SUPPLIED INFORMATION.
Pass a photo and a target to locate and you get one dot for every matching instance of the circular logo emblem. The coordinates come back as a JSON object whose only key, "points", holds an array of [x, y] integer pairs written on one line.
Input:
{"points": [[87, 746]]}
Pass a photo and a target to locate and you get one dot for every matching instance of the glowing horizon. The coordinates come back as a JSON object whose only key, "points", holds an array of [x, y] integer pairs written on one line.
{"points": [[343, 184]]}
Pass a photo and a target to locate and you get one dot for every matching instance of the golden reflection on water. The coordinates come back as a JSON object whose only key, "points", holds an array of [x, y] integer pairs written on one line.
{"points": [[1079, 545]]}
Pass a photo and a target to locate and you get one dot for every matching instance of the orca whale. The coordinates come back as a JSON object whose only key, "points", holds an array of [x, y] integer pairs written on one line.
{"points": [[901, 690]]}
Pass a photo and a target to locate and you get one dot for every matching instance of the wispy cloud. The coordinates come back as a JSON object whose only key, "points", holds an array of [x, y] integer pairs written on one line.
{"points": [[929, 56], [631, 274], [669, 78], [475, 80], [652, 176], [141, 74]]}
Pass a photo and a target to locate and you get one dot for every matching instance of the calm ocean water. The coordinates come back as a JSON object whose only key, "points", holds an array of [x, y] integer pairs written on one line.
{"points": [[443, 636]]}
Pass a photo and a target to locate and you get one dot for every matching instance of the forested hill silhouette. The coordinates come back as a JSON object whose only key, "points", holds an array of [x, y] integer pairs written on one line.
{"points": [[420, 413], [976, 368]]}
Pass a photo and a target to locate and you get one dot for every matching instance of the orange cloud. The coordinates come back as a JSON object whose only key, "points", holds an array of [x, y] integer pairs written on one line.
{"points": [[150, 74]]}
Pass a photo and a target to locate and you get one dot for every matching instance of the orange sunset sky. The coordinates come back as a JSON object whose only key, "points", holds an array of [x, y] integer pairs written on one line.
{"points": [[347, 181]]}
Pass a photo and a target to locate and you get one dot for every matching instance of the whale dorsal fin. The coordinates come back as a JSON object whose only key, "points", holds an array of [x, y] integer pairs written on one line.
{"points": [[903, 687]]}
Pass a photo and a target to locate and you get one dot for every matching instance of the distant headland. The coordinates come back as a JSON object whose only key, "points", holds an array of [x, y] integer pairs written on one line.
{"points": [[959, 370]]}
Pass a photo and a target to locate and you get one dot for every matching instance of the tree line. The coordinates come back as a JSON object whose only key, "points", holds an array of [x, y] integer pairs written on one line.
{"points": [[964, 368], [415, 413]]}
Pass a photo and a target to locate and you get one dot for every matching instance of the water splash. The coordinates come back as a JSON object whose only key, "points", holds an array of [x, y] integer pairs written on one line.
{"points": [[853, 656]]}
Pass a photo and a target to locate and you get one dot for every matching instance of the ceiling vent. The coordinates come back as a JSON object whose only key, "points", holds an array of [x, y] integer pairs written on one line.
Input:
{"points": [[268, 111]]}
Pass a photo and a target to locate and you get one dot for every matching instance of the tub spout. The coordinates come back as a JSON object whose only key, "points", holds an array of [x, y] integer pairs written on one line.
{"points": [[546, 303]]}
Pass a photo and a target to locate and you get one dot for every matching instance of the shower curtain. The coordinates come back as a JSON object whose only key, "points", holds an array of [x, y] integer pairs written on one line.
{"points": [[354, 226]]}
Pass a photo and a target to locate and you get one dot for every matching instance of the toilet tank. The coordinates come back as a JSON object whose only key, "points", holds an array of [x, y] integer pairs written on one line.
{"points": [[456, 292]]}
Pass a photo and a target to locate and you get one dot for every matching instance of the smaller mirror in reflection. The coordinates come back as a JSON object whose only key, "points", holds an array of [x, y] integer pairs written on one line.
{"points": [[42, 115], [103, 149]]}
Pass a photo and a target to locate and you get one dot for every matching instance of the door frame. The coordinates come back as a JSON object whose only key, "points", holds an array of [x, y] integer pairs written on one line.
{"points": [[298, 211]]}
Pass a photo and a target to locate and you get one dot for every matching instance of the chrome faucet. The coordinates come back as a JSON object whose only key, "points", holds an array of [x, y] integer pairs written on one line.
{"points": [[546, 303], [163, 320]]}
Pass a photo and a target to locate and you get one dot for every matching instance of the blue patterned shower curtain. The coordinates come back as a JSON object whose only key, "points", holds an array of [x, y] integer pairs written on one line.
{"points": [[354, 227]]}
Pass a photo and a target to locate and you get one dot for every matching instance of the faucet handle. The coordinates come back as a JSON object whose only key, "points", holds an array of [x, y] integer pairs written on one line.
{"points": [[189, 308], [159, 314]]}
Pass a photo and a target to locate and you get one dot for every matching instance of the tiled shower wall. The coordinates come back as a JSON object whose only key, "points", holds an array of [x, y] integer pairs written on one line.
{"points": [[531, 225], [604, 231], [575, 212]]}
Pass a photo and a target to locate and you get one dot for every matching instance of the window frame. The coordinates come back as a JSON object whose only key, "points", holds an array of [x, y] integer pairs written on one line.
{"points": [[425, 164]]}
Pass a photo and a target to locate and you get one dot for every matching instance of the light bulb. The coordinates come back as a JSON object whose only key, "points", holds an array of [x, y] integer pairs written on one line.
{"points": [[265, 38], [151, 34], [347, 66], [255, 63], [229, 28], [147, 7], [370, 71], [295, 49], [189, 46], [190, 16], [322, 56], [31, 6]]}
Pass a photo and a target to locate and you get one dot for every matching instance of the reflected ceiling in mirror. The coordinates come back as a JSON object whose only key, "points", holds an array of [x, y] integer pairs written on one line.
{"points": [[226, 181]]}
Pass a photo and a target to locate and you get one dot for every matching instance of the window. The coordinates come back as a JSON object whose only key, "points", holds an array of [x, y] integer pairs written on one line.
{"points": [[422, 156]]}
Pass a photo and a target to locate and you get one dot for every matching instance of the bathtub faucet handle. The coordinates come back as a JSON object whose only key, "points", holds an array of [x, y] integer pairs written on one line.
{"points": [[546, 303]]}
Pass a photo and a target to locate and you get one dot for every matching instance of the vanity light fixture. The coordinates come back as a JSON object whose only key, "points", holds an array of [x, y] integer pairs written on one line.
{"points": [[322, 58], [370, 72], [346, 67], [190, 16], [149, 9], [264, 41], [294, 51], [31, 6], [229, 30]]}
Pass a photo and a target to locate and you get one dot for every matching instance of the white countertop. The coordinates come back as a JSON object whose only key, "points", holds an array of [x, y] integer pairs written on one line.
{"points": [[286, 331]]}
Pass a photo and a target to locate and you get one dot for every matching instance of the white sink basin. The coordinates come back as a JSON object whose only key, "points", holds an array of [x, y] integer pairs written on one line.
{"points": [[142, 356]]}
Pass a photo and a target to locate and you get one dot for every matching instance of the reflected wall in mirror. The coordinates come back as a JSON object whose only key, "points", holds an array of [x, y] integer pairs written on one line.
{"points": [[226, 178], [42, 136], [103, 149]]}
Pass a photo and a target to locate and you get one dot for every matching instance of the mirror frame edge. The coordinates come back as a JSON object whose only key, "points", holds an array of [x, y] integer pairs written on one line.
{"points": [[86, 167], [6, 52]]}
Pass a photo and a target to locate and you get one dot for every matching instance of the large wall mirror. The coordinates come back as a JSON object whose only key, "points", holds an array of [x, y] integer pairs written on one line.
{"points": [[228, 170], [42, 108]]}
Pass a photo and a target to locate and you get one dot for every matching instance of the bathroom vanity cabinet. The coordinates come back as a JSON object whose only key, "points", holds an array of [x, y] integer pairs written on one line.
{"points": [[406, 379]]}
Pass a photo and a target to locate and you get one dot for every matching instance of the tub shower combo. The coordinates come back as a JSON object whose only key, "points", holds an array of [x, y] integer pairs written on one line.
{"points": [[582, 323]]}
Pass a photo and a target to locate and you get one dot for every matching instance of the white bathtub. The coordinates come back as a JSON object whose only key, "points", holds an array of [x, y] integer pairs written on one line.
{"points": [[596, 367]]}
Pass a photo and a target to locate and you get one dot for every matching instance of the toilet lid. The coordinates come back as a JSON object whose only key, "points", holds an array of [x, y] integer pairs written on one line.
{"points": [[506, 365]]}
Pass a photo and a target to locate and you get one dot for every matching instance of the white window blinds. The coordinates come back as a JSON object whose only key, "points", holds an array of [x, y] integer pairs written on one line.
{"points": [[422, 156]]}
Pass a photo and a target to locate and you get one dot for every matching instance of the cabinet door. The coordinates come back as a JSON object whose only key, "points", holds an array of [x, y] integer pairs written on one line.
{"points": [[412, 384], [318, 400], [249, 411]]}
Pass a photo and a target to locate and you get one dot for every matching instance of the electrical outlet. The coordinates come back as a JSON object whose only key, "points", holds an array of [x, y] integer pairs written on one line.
==
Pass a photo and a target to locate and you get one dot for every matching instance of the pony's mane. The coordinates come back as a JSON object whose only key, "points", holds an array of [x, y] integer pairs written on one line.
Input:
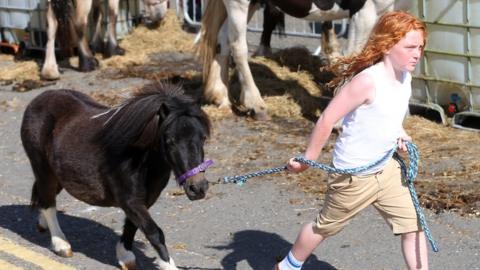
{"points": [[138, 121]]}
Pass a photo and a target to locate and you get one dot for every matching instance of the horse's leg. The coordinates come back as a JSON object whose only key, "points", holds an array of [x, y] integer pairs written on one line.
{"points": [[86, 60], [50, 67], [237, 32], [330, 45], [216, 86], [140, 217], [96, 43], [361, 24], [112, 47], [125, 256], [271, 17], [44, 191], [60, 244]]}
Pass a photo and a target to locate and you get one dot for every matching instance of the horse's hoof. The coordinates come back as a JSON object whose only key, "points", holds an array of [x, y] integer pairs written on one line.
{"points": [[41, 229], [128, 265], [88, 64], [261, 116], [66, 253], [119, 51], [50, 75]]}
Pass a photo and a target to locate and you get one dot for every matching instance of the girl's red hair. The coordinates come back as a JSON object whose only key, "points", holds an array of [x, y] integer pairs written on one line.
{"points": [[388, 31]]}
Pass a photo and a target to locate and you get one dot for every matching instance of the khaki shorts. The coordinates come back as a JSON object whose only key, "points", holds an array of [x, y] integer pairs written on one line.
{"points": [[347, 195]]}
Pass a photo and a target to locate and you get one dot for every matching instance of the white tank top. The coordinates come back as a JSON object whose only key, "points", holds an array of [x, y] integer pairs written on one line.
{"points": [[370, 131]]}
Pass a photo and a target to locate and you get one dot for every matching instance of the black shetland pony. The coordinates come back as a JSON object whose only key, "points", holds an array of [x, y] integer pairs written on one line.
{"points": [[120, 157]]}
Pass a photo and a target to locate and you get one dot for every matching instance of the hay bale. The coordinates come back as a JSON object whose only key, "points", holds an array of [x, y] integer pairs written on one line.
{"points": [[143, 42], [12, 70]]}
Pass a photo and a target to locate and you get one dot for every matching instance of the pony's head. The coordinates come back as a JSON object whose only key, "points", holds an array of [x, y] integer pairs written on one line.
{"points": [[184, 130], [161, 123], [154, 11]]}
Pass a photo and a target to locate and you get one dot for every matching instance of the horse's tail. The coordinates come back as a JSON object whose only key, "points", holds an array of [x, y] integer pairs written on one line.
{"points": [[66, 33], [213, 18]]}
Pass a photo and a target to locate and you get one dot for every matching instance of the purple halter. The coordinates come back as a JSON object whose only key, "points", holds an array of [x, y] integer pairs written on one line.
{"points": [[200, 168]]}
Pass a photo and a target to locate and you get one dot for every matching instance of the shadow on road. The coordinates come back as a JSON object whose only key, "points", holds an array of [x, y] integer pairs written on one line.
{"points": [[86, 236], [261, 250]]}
---
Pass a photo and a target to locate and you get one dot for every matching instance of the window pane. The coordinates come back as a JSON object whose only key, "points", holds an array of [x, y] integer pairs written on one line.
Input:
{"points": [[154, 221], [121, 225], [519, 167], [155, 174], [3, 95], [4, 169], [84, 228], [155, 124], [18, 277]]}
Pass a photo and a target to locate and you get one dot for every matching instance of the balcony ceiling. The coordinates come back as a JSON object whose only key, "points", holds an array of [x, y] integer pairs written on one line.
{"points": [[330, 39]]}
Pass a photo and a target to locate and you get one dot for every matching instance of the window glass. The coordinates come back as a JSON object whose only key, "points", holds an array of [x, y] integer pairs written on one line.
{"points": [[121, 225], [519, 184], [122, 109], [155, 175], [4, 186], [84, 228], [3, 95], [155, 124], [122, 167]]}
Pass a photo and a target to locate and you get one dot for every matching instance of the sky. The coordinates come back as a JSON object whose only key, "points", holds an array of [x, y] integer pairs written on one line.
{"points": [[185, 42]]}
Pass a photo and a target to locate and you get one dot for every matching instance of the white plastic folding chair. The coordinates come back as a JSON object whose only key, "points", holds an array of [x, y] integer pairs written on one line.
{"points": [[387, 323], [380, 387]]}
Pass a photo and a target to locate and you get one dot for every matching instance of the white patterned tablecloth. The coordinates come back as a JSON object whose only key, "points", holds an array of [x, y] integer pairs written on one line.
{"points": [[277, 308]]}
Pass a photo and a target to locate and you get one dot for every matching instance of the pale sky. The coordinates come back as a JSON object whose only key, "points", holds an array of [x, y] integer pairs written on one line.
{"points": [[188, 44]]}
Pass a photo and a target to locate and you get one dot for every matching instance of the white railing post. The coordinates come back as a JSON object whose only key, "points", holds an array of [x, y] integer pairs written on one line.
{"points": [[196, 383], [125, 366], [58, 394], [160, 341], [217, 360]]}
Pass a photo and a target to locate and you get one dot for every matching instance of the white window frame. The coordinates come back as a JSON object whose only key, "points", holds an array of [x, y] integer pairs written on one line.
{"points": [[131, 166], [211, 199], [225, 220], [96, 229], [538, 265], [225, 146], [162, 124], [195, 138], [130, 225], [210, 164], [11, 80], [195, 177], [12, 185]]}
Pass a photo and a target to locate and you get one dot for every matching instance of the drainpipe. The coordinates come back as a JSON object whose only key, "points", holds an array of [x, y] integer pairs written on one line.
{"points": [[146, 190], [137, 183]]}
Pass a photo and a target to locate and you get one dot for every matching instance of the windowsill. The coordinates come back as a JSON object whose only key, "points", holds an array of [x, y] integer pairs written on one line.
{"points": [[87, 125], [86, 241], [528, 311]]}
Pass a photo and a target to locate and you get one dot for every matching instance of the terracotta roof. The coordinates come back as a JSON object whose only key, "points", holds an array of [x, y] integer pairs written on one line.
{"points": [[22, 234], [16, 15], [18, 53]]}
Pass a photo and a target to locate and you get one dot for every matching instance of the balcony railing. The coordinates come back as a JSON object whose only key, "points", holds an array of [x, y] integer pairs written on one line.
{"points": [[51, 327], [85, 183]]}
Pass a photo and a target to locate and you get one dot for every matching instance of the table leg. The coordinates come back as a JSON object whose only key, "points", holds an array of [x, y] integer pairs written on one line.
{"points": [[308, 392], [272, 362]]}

EXERCISE GOAL.
Among the entries above, locate the lines containing "the toilet lid." and "of the electrical", and transcribe exactly those two lines and all lines between.

ANSWER TO THIS EXERCISE.
Pass a photo and a target to locate and you get one dot for every matching instance of the toilet lid. The coordinates come back as a JSON object whose only key, "points", holds an array of [x, y] integer pairs written on one line.
{"points": [[506, 365]]}
Pass a photo and a target to locate and you get one dot for every matching instance of the white window blinds. The coordinates come back as a JSON object whose only key, "points", holds an array of [x, y] integer pairs written on one line.
{"points": [[422, 156]]}
Pass a photo and a target to locate and you get one dot for every matching instance of the cabinet door. The coordinates come back as a JSON object whose only key, "points", holds an array of [x, y] integer pairs written on one line.
{"points": [[412, 384], [318, 400], [249, 411]]}
Pass a photo and a target to locate and you get one dot for every matching instance of the electrical outlet. The coordinates come back as a JSON object whose only key, "points", holds an array of [x, y] integer pairs written on one line.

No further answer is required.